> **Supplied records**:
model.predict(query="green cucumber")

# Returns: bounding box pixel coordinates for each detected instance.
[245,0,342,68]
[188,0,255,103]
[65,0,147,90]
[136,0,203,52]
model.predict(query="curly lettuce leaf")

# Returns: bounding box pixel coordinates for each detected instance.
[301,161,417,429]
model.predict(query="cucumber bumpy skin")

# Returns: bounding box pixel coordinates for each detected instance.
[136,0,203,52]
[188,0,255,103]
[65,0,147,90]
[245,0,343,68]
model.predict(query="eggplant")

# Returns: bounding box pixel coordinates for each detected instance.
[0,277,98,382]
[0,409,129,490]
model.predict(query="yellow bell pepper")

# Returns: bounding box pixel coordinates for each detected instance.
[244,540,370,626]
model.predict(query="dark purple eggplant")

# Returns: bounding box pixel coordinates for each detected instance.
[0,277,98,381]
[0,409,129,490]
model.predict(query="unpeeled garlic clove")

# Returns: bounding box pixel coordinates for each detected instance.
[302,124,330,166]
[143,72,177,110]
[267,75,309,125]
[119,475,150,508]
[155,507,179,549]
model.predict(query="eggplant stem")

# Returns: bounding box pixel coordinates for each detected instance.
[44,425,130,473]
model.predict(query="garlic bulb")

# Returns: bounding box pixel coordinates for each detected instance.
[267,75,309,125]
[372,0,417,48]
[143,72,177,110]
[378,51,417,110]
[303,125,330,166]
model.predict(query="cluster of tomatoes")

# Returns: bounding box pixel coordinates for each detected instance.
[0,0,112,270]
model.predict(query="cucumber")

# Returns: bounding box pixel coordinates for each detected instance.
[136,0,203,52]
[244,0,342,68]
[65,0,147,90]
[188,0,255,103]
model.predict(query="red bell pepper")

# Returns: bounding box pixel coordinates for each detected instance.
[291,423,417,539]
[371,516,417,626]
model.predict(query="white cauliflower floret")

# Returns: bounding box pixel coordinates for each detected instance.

> **Exercise**: Nothing but lines that contain "eggplant" should appear in the answer. Copy each from the records.

> **Response to this task**:
model.predict(query="eggplant")
model.predict(query="dark purple eggplant")
model.predict(query="eggplant stem")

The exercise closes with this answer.